■ Challenge: Arrange the listing below as a Markdown table with an Index column numbering each line and an Entry column holding it. Omit blank lines and the pictures.

■ Available records:
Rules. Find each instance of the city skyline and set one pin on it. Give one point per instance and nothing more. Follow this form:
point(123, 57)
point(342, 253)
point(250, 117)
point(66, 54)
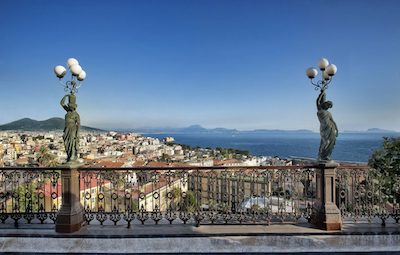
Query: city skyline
point(231, 64)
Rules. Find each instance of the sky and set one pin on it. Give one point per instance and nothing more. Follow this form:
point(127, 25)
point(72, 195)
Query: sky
point(233, 64)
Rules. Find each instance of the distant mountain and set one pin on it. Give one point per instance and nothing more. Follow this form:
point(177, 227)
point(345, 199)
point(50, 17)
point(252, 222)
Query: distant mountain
point(27, 124)
point(199, 129)
point(379, 130)
point(374, 130)
point(302, 131)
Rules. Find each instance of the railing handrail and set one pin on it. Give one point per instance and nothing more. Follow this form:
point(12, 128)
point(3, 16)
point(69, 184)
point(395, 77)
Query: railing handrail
point(150, 168)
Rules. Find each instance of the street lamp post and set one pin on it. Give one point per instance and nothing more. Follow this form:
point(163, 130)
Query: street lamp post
point(70, 216)
point(72, 119)
point(328, 127)
point(326, 214)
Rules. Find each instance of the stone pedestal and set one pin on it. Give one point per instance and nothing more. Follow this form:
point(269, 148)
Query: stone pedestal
point(70, 216)
point(326, 215)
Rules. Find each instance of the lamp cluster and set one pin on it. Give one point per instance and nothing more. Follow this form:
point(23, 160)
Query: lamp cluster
point(77, 74)
point(328, 71)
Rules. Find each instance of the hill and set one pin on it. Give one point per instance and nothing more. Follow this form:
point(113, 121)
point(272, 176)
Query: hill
point(27, 124)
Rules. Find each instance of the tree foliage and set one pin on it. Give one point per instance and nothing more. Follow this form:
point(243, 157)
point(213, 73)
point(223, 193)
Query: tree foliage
point(386, 161)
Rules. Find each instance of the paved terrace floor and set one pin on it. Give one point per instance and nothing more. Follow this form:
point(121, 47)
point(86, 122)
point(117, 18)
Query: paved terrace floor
point(360, 238)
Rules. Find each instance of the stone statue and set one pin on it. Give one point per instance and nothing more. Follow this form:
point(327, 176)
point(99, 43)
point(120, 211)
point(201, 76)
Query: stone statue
point(328, 128)
point(71, 129)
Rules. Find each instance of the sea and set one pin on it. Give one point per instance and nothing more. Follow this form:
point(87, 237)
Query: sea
point(350, 147)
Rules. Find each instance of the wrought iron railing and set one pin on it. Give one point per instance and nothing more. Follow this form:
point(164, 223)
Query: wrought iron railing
point(198, 195)
point(365, 195)
point(201, 195)
point(29, 195)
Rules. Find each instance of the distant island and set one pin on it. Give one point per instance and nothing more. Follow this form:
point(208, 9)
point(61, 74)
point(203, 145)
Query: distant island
point(52, 124)
point(27, 124)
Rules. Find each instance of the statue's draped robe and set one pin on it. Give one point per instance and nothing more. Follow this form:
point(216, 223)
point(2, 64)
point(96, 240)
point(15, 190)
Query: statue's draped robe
point(71, 139)
point(328, 134)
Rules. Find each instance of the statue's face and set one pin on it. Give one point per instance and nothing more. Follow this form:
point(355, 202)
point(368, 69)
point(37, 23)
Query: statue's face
point(72, 107)
point(327, 105)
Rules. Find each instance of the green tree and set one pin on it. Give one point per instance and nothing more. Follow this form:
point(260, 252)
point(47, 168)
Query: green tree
point(386, 161)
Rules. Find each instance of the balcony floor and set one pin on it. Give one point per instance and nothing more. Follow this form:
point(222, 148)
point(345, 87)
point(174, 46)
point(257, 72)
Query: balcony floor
point(276, 238)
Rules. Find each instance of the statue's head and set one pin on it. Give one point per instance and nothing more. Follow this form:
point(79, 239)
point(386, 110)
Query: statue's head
point(326, 105)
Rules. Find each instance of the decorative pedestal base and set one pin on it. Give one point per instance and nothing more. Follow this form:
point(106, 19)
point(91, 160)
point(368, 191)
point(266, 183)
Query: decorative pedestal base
point(70, 217)
point(326, 214)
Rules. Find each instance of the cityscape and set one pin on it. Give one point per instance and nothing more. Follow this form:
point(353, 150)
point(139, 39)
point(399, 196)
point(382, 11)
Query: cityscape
point(200, 127)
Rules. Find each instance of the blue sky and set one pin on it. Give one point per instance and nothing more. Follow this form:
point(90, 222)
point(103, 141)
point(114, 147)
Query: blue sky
point(234, 64)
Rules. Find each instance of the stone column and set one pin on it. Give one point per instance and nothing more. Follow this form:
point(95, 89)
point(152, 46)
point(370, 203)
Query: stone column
point(326, 215)
point(70, 216)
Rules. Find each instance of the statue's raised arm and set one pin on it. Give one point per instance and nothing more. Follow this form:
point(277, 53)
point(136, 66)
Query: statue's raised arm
point(321, 99)
point(62, 103)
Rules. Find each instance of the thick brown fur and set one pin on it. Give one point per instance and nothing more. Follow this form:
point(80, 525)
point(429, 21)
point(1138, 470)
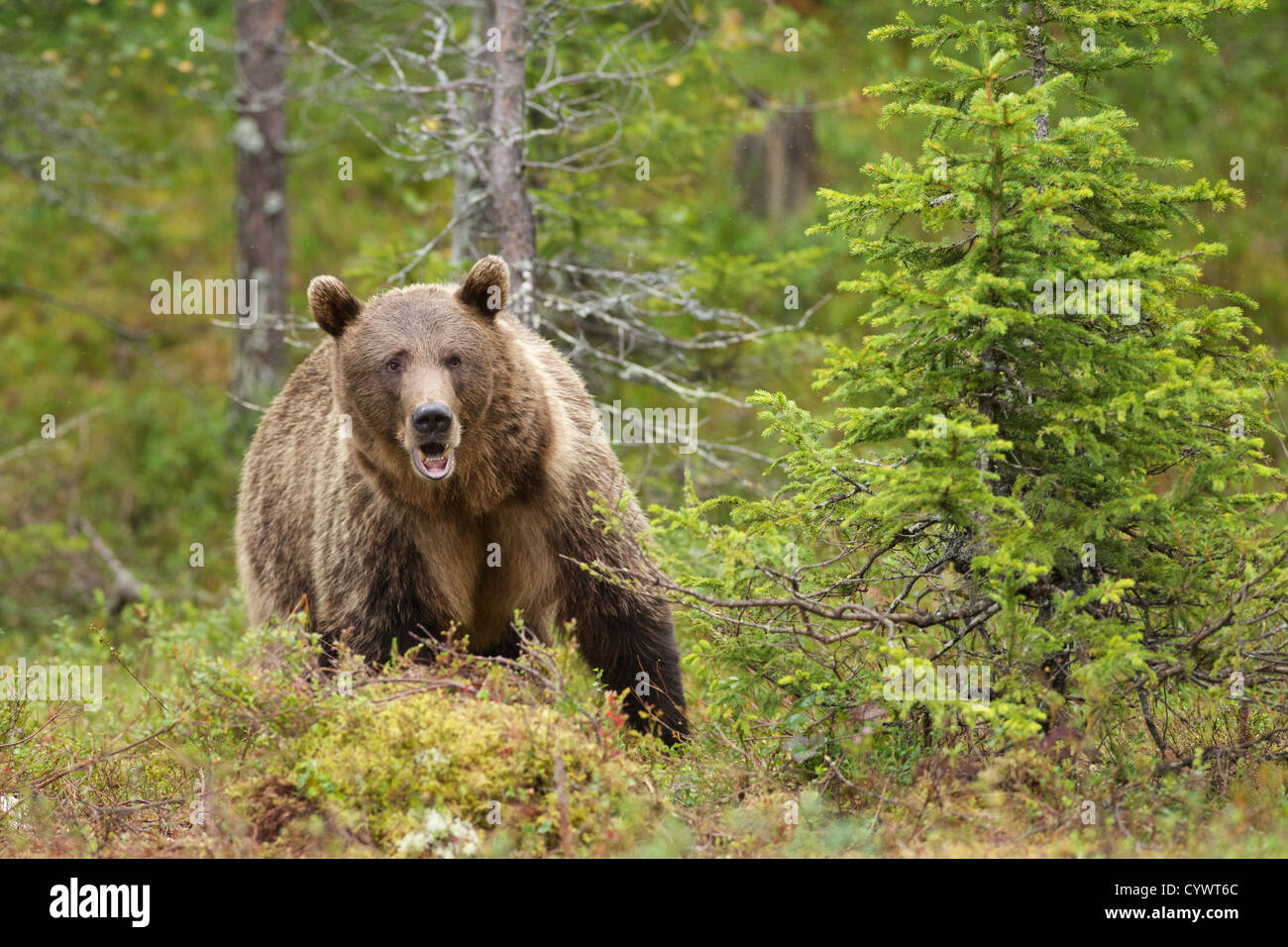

■ Complete output:
| Index | Entry |
|---|---|
| 1 | Rules. Find each instance of the city skyline and set one pin on it. Give one point per instance and nothing more. Follow this form: |
| 2 | point(123, 57) |
| 3 | point(342, 253) |
| 4 | point(250, 117) |
| 5 | point(66, 54) |
| 6 | Query: city skyline |
| 7 | point(231, 64) |
| 8 | Rules. Find each instance of the sky and set one pin on it. Give one point per instance and nothing more. Follow this form: |
| 9 | point(127, 25) |
| 10 | point(72, 195) |
| 11 | Query: sky |
| 12 | point(233, 64) |
| 13 | Rules. Find each instance of the distant mountain and set one pin on it. Give one point per instance and nothing more. Follow this form: |
| 14 | point(177, 227) |
| 15 | point(345, 199) |
| 16 | point(50, 17) |
| 17 | point(252, 222) |
| 18 | Query: distant mountain |
| 19 | point(27, 124) |
| 20 | point(199, 129) |
| 21 | point(379, 130) |
| 22 | point(374, 130) |
| 23 | point(302, 131) |
| 24 | Rules. Find each instance of the railing handrail and set one pin on it. Give one point per instance and nothing more. Follow this form: |
| 25 | point(12, 128) |
| 26 | point(3, 16) |
| 27 | point(69, 184) |
| 28 | point(395, 77) |
| 29 | Query: railing handrail |
| 30 | point(150, 168) |
| 31 | Rules. Find each instance of the street lamp post and set one pin on it. Give one point per instance and nothing more. Follow this form: |
| 32 | point(163, 130) |
| 33 | Query: street lamp post |
| 34 | point(70, 216) |
| 35 | point(72, 119) |
| 36 | point(328, 127) |
| 37 | point(326, 214) |
| 38 | Rules. Find each instance of the stone pedestal and set one pin on it. Give one point per instance and nothing more. Follow this form: |
| 39 | point(269, 148) |
| 40 | Query: stone pedestal |
| 41 | point(70, 216) |
| 42 | point(326, 215) |
| 43 | Rules. Find each instance of the lamp cluster and set one pin on it. Give one point per instance and nothing more. Follow this form: |
| 44 | point(23, 160) |
| 45 | Query: lamp cluster |
| 46 | point(77, 74) |
| 47 | point(328, 71) |
| 48 | Rules. Find each instance of the hill and set one pin on it. Give one point per instance and nothing more. Follow this form: |
| 49 | point(113, 121) |
| 50 | point(272, 176) |
| 51 | Query: hill |
| 52 | point(27, 124) |
| 53 | Rules. Find each instance of the tree foliage and set one pin on it. Give one point per instance and nothing more. Follow this form: |
| 54 | point(243, 157) |
| 55 | point(213, 73) |
| 56 | point(223, 193) |
| 57 | Query: tree foliage |
| 58 | point(386, 161) |
| 59 | Rules. Find each instance of the paved terrace floor and set one pin on it. Give one point per instance and nothing more. Follow this form: |
| 60 | point(121, 47) |
| 61 | point(86, 122) |
| 62 | point(117, 18) |
| 63 | Query: paved terrace floor |
| 64 | point(360, 238) |
| 65 | Rules. Find each instance of the stone statue and set one pin on it. Give one point per instance and nothing more. Follow this form: |
| 66 | point(327, 176) |
| 67 | point(99, 43) |
| 68 | point(120, 211) |
| 69 | point(201, 76) |
| 70 | Query: stone statue |
| 71 | point(328, 128) |
| 72 | point(71, 129) |
| 73 | Rules. Find each instance of the sea and set one pin on it. Give one point per instance and nothing more. Follow this form: |
| 74 | point(87, 237) |
| 75 | Query: sea |
| 76 | point(350, 147) |
| 77 | Rules. Find each instance of the wrought iron railing and set one pin on it. Give one point per instance and nothing more. Follow this form: |
| 78 | point(164, 223) |
| 79 | Query: wrought iron railing |
| 80 | point(198, 195) |
| 81 | point(365, 195) |
| 82 | point(201, 195) |
| 83 | point(29, 195) |
| 84 | Rules. Find each instance of the distant island and set one pin on it. Give one point per instance and nothing more. Follow this form: |
| 85 | point(208, 9) |
| 86 | point(61, 74) |
| 87 | point(203, 145) |
| 88 | Query: distant island |
| 89 | point(52, 124) |
| 90 | point(27, 124) |
| 91 | Rules. Find each instance of the statue's draped robe and set one pin on it. Give one point per instance and nothing more. Follow this form: |
| 92 | point(216, 223) |
| 93 | point(2, 64) |
| 94 | point(96, 240) |
| 95 | point(15, 190) |
| 96 | Query: statue's draped robe |
| 97 | point(71, 139) |
| 98 | point(328, 134) |
| 99 | Rules. Find each instance of the statue's face and set one pin on it. Give one point per instance and nothing more. Follow this form: |
| 100 | point(355, 202) |
| 101 | point(368, 69) |
| 102 | point(37, 23) |
| 103 | Query: statue's face |
| 104 | point(72, 107) |
| 105 | point(327, 105) |
| 106 | Rules. Find each instance of the green tree and set one pin on it. Give one point per instance and nothing more. Follow this form: |
| 107 | point(260, 252) |
| 108 | point(47, 168) |
| 109 | Query: green tree |
| 110 | point(386, 161) |
| 111 | Rules. Find each instance of the balcony floor and set one pin on it. Give one point per instance and nothing more. Follow this form: |
| 112 | point(222, 148) |
| 113 | point(345, 87) |
| 114 | point(174, 46) |
| 115 | point(257, 72) |
| 116 | Query: balcony floor |
| 117 | point(276, 238) |
| 118 | Rules. Find each instance of the statue's head and set one pin on it. Give one point per instance and nothing more. Follow this form: |
| 119 | point(79, 239) |
| 120 | point(386, 110) |
| 121 | Query: statue's head |
| 122 | point(326, 105) |
| 123 | Rules. Find each instance of the decorative pedestal base and set one pin on it. Give one point per instance and nothing more. Follow this form: |
| 124 | point(106, 19) |
| 125 | point(91, 160) |
| 126 | point(368, 191) |
| 127 | point(266, 183) |
| 128 | Query: decorative pedestal base |
| 129 | point(70, 217) |
| 130 | point(326, 214) |
| 131 | Rules. Find each instance of the cityscape and set one pin on it. Give one point per instance and nothing more. Follow this form: |
| 132 | point(353, 150) |
| 133 | point(139, 39) |
| 134 | point(399, 196) |
| 135 | point(382, 11) |
| 136 | Query: cityscape |
| 137 | point(200, 127) |
| 138 | Rules. Find each instance of the blue sky and set one pin on it. Give one point per instance and nothing more. Follow this form: |
| 139 | point(90, 222) |
| 140 | point(103, 141) |
| 141 | point(114, 147) |
| 142 | Query: blue sky |
| 143 | point(234, 64) |
| 144 | Rules. Find each instance of the stone column and set one pin on it. Give one point per instance and nothing more. Follow this form: |
| 145 | point(95, 89) |
| 146 | point(152, 46) |
| 147 | point(370, 203) |
| 148 | Query: stone column |
| 149 | point(326, 215) |
| 150 | point(70, 216) |
| 151 | Rules. Find each instance of the statue's raised arm and set one pin on it. Give one point per instance and nothing more. Follow this form: |
| 152 | point(277, 53) |
| 153 | point(136, 66) |
| 154 | Query: statue's raised arm |
| 155 | point(321, 99) |
| 156 | point(62, 103) |
| 157 | Rules. Find each instance of the thick brown fur and set one pin on it. Give one point per instance and nothing more. Follow this form: |
| 158 | point(80, 525) |
| 159 | point(429, 21) |
| 160 | point(1138, 470) |